[OBJECTIVE]
Start at the line containing "Wildlife camera triggered. A forested hill may" and transcribe every line exactly through the end of the records below, and only those lines.
>> start ROWS
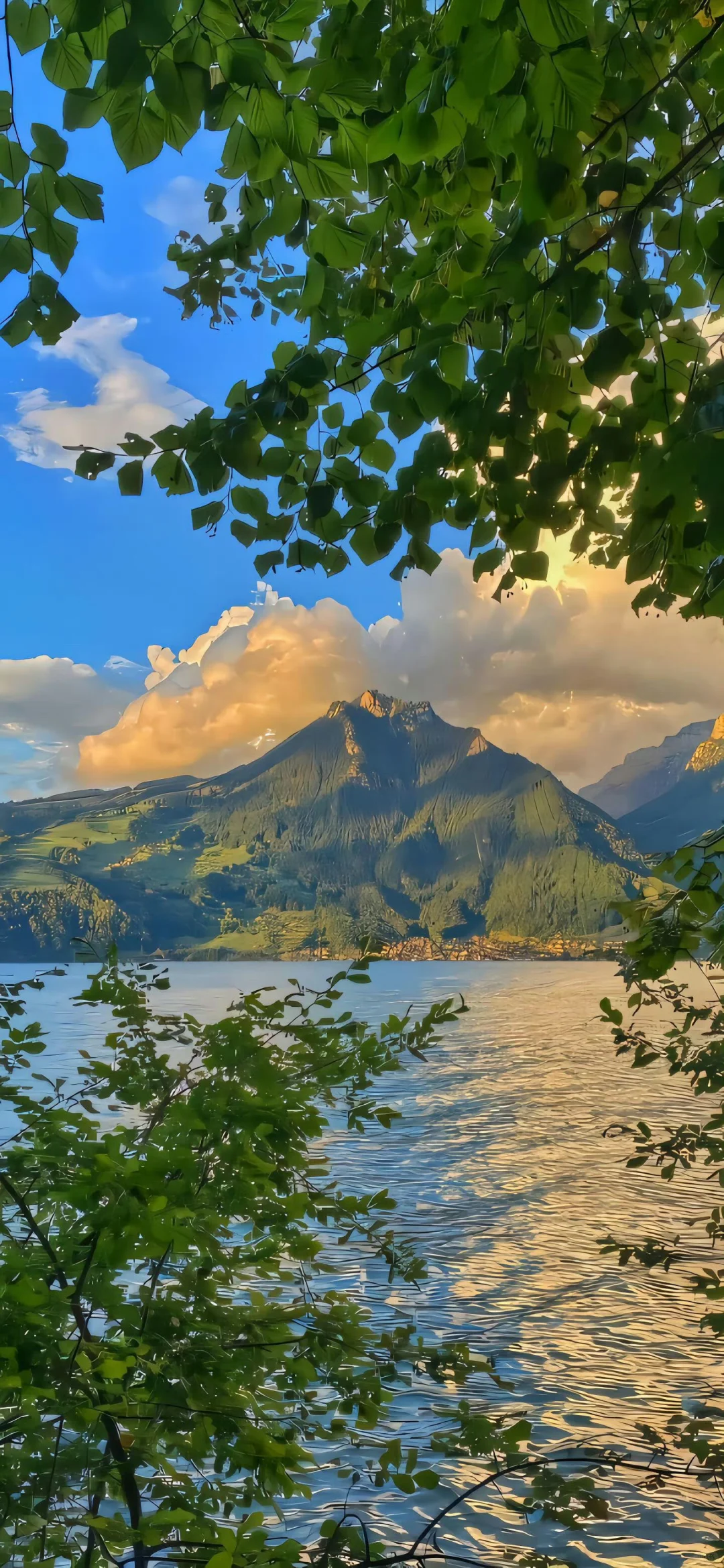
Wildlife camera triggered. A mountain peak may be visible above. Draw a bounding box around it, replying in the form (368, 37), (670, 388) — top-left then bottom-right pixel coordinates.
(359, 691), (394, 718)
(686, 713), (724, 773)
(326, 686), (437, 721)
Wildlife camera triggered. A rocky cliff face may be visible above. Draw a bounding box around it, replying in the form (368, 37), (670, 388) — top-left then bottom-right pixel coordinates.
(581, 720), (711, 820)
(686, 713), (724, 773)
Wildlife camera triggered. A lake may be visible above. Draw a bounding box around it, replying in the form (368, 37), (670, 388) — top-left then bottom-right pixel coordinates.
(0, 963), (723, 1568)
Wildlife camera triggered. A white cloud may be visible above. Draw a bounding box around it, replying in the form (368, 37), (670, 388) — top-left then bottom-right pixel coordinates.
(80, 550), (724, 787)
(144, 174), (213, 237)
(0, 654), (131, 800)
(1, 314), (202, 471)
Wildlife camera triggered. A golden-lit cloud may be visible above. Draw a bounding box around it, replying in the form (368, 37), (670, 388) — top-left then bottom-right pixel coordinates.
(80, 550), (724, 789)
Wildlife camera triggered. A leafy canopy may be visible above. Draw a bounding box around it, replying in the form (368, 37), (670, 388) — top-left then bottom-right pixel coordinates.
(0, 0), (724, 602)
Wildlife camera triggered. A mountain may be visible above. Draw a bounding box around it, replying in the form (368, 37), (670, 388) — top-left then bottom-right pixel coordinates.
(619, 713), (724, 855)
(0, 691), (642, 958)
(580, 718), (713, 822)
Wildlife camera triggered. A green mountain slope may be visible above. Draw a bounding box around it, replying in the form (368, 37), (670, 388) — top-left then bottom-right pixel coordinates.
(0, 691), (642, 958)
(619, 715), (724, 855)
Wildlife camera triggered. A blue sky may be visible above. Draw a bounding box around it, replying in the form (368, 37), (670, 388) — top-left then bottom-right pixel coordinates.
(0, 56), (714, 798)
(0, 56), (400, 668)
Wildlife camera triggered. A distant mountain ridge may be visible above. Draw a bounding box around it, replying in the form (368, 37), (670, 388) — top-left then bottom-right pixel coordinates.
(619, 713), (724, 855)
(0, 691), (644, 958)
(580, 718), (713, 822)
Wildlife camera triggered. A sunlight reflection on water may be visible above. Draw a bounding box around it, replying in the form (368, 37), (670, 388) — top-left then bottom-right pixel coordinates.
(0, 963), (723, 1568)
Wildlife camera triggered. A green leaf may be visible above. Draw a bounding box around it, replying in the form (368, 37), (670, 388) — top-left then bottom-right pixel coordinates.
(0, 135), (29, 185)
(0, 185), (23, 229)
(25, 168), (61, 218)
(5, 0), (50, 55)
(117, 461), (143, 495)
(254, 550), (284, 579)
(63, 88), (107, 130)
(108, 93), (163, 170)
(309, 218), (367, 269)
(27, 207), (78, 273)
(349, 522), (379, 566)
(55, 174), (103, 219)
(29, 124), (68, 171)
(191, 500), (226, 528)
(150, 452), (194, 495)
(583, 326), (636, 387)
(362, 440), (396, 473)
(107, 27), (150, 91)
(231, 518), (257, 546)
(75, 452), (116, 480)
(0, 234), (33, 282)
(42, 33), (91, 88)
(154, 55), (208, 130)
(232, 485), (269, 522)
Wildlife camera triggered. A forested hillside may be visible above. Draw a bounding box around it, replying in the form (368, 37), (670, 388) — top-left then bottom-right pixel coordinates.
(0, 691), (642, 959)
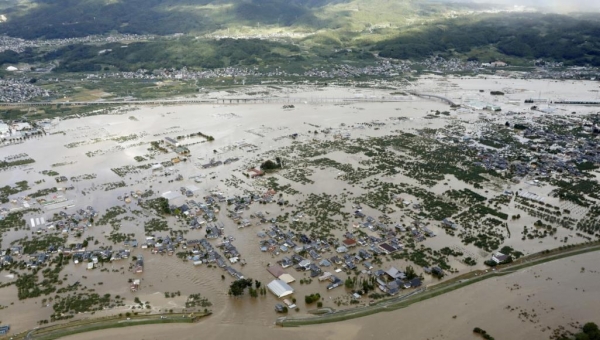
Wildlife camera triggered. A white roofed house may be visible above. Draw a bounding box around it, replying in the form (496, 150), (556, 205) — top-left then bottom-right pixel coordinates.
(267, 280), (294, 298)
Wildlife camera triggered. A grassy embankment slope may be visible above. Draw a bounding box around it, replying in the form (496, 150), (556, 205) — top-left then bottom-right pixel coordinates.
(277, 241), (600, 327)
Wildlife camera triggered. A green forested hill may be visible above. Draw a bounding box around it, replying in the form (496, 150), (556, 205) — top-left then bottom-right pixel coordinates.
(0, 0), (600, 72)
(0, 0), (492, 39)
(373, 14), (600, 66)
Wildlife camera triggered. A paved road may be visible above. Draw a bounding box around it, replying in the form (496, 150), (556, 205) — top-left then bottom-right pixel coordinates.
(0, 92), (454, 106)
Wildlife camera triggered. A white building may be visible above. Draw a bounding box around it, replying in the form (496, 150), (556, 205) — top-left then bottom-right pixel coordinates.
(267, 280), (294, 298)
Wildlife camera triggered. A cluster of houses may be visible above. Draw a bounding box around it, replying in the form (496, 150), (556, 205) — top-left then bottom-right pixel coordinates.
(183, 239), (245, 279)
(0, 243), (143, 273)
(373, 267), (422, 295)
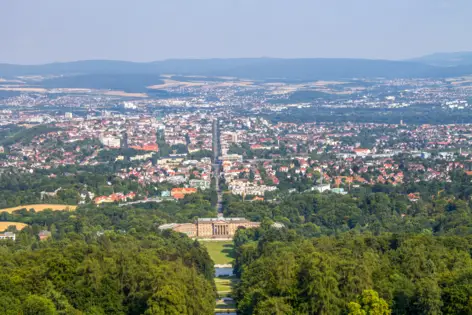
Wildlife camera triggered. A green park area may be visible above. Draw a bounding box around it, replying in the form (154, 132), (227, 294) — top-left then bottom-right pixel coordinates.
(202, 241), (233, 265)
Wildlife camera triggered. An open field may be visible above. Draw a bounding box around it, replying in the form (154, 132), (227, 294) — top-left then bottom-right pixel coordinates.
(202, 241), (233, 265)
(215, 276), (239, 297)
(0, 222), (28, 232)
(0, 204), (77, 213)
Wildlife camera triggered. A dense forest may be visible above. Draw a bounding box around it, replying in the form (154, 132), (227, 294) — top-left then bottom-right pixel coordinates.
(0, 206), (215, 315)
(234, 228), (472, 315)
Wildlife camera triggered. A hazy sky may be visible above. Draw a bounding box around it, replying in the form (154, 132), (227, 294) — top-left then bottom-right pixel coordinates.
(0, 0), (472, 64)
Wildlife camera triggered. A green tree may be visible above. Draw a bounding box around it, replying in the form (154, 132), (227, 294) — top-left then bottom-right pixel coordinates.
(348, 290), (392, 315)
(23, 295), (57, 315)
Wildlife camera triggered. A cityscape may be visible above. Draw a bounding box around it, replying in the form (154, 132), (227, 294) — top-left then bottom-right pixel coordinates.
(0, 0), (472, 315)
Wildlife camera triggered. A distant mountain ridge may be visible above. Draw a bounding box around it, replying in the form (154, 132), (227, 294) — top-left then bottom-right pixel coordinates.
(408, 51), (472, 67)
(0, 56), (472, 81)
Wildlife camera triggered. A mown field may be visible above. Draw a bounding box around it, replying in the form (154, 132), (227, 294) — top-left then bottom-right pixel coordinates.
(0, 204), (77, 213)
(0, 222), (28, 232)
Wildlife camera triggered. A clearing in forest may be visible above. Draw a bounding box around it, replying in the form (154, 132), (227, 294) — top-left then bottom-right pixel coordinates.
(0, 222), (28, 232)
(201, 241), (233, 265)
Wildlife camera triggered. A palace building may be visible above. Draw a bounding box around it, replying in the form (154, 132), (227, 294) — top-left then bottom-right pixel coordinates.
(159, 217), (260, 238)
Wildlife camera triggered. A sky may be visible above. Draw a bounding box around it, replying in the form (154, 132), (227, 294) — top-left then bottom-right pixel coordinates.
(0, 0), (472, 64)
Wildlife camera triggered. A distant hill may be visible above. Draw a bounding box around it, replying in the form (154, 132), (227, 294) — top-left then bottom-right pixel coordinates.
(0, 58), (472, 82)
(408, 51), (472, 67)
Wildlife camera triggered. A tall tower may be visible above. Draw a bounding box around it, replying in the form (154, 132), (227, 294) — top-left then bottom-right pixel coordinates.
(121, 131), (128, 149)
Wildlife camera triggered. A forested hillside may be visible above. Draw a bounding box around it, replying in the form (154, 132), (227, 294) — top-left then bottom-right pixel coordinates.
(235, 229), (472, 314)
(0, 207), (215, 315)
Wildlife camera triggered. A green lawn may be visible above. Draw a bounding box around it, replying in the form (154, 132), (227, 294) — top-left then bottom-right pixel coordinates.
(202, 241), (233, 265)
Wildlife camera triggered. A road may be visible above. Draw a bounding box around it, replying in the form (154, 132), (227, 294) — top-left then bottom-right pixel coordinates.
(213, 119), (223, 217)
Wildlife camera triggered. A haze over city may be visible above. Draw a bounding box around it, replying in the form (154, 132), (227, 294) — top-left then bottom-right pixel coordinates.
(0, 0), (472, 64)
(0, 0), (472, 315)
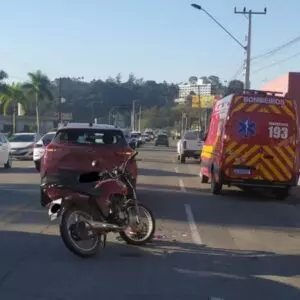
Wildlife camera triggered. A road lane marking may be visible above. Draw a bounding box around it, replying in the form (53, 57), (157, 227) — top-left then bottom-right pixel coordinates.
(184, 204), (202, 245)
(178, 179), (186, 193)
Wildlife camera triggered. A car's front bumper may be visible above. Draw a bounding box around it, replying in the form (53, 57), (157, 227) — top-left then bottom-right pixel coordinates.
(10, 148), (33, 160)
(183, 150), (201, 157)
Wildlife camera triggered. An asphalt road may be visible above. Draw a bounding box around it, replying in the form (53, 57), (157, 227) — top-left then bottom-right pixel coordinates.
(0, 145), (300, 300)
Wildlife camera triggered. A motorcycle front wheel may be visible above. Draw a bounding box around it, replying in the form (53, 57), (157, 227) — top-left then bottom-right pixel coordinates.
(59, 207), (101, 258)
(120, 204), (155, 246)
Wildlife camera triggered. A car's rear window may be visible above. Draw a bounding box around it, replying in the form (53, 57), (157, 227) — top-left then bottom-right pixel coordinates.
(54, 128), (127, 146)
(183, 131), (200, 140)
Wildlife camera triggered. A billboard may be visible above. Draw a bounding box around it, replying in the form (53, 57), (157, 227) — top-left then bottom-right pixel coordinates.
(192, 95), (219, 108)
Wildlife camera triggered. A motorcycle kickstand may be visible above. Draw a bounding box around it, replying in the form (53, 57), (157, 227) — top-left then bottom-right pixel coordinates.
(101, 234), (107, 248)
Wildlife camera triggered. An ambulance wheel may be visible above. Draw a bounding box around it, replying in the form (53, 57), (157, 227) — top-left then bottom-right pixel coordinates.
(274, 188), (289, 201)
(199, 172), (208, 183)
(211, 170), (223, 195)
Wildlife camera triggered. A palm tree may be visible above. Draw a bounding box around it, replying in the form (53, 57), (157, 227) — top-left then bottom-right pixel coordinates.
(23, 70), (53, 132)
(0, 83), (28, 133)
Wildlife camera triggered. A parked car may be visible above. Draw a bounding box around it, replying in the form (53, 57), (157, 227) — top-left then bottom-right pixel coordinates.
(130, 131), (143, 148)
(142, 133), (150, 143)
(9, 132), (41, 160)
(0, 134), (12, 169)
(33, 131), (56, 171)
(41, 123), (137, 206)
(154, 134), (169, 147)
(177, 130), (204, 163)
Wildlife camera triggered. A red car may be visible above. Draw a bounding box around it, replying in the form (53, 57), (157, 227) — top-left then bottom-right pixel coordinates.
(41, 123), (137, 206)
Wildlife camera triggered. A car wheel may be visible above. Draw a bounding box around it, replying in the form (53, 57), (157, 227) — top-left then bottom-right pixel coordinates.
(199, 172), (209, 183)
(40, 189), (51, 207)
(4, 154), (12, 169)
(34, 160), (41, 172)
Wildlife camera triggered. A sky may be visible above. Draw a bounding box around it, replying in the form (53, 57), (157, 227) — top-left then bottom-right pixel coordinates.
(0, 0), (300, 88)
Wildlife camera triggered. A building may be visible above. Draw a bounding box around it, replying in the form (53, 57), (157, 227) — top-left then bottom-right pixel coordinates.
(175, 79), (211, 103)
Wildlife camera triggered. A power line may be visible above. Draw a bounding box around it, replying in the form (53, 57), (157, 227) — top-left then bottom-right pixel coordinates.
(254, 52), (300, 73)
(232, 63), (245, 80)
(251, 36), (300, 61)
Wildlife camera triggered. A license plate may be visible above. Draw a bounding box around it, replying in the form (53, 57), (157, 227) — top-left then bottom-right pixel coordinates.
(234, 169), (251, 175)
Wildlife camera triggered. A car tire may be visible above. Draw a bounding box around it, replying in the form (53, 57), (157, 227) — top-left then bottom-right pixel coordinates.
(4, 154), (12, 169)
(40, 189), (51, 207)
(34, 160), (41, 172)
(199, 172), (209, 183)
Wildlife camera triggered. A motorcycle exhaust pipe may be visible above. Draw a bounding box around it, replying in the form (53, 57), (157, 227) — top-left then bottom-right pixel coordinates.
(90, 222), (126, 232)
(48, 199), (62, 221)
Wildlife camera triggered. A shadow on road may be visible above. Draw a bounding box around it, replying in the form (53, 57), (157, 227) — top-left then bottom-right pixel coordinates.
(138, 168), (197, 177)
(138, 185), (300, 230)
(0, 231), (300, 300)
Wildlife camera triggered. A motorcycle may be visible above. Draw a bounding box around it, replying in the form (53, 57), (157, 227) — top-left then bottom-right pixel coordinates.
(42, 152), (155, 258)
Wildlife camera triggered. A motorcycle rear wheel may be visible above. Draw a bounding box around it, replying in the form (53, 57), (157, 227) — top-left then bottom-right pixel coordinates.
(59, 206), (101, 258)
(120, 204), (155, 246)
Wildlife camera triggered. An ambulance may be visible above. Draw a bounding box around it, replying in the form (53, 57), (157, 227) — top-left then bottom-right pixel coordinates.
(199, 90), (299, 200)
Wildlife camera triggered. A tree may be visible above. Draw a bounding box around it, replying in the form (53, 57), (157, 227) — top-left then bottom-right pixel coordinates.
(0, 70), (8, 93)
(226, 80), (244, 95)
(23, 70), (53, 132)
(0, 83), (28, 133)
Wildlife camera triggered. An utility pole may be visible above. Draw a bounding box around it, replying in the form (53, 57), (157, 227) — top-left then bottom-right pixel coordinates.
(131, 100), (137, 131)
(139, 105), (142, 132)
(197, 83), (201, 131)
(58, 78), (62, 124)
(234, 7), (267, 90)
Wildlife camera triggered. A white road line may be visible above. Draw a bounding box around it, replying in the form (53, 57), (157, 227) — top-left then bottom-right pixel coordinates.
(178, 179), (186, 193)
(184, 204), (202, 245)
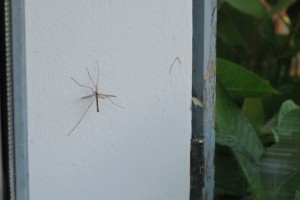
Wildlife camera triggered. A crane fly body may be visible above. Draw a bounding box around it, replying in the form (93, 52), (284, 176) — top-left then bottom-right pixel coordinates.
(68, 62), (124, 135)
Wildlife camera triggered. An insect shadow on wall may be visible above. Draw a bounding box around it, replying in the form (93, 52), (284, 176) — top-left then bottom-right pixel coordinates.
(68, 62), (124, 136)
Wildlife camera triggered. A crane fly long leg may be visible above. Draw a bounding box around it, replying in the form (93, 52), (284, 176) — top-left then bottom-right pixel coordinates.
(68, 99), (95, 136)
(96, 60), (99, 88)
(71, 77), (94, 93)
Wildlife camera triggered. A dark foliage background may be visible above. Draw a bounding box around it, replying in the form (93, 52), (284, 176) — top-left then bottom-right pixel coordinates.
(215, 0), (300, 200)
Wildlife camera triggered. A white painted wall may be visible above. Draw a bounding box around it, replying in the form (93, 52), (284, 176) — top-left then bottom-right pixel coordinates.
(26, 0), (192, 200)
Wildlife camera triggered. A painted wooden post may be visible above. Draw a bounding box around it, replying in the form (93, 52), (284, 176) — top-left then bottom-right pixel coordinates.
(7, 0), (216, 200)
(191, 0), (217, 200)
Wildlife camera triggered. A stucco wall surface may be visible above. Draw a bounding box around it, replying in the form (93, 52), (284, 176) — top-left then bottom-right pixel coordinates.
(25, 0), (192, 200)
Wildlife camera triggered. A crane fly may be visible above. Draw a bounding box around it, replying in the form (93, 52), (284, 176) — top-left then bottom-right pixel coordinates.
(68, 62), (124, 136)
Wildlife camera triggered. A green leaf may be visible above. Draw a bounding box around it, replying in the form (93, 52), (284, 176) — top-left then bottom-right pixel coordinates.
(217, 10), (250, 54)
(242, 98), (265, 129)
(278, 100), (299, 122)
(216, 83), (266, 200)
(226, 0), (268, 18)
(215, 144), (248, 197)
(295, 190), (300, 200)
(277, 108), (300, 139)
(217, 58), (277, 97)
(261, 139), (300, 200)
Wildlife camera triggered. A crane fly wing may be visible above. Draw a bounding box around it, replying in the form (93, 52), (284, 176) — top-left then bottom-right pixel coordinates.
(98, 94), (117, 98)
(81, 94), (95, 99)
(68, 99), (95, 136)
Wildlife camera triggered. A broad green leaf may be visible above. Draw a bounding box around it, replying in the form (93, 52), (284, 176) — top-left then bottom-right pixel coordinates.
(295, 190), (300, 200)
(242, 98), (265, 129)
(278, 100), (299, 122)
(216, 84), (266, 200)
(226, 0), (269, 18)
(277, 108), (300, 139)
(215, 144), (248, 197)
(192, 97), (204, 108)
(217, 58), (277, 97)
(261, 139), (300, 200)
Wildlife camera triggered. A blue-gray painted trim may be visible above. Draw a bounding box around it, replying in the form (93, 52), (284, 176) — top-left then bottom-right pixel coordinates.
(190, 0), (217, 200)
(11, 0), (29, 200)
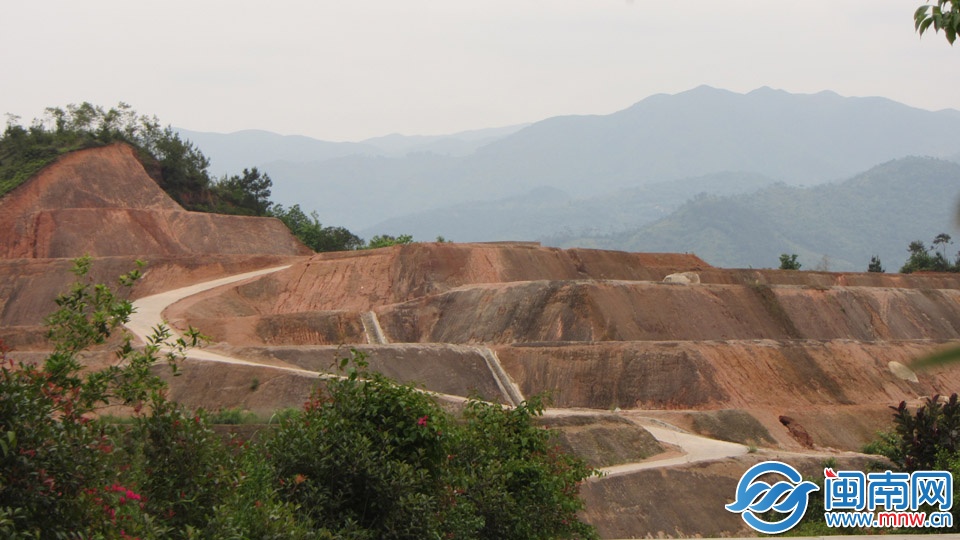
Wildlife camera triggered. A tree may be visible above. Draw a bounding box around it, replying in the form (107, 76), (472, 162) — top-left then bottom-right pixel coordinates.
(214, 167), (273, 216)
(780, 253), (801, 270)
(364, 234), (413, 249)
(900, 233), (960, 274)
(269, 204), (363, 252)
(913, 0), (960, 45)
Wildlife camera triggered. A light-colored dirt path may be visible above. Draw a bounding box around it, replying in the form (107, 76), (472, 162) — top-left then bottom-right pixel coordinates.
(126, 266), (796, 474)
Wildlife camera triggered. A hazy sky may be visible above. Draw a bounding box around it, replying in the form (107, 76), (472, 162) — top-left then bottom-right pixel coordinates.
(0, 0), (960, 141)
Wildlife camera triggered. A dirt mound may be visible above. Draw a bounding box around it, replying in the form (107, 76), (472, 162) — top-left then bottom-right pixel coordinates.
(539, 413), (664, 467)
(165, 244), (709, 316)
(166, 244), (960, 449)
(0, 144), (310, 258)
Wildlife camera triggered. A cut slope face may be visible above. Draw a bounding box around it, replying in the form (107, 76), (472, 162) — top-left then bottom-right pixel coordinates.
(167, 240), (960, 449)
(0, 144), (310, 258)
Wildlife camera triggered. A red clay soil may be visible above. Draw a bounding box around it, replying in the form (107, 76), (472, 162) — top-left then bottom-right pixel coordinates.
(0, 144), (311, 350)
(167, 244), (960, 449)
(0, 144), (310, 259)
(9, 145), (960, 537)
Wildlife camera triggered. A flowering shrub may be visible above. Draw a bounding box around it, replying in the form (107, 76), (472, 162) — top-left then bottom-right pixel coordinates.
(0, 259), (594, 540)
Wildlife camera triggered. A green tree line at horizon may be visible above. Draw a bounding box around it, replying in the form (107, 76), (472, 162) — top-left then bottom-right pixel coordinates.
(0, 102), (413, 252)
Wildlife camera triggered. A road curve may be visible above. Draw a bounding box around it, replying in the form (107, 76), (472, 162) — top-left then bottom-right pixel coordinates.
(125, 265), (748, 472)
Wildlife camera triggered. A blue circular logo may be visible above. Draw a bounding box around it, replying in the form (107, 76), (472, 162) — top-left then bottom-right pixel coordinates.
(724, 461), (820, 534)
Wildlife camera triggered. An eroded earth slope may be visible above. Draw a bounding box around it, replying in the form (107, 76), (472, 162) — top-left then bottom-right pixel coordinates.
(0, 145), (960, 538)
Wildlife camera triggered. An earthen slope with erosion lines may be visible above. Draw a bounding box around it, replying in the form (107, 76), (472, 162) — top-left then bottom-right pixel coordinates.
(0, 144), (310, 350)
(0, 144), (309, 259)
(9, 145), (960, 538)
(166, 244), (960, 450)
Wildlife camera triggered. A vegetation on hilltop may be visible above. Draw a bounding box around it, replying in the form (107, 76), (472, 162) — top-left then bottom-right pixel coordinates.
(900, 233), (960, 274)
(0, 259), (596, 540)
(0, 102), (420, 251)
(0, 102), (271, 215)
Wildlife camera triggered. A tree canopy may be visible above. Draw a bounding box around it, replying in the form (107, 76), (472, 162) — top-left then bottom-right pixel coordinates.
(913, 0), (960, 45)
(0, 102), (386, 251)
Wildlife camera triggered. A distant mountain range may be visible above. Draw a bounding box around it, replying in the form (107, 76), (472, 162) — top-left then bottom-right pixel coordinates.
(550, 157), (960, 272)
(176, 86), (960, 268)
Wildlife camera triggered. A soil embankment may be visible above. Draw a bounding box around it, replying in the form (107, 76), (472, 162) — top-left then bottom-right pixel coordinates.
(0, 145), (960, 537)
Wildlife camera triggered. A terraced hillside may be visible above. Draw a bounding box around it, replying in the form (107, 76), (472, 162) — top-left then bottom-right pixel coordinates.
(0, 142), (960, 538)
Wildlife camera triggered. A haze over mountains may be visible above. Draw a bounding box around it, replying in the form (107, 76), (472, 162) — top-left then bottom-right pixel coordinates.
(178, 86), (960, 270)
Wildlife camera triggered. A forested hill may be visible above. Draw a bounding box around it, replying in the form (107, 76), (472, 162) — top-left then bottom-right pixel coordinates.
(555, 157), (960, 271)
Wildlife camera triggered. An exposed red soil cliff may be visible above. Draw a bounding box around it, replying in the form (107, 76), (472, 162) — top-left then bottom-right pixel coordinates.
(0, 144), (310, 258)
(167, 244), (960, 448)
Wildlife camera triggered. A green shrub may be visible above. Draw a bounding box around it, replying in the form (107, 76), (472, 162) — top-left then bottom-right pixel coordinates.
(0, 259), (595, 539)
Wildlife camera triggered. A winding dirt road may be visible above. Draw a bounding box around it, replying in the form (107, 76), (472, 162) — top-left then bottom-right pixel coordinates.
>> end ROWS
[RESPONSE TO THE EXERCISE]
Wildlife camera triggered. A forested hill may be visible above. Draw a bounding box around it, replying in the form (107, 76), (472, 162) — top-left then bottom-right pixel coordinates.
(555, 157), (960, 271)
Wildlife camera triggered. An exposed red soil cliff may be visible above. Draw a bounding box around it, replying in the form (107, 76), (472, 162) — top-left then bottom-right pixel coordinates.
(0, 144), (310, 258)
(167, 244), (960, 448)
Wildlife camera triggered. A green shrub may be visible above. Draw a bounding box around it, replying in the form (107, 76), (472, 162) — top-left then bottom-right pixel coordinates.
(0, 259), (595, 539)
Wildlife camera triggered. A winding dirt road may be visible above. Draw a bounding box around it, replying in the form (107, 76), (472, 162) — top-left then bottom-right pixel coordinates.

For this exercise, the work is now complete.